## Information
——————

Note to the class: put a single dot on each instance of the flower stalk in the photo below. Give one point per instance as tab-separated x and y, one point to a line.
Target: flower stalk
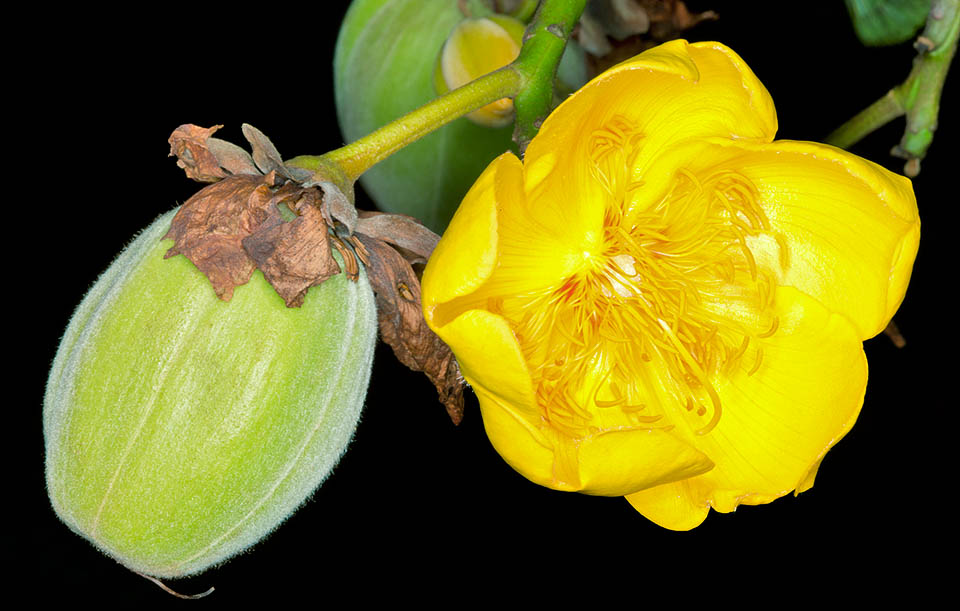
529	80
917	97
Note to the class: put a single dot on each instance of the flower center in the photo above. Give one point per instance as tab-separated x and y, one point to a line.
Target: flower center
671	301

——————

## What you are asked to do
In the material above, which lines contain "single"? Copy each of them.

## Answer box
Note to the class: put a single dot on each instance of the flower stalk in the photo below. Give one point per instance as tab-separated x and y, one point to a line.
Note to the class: put a single dot on each instance of the flower center in the photo above. Give one point per instance as tab-separated x and y, one point to a line.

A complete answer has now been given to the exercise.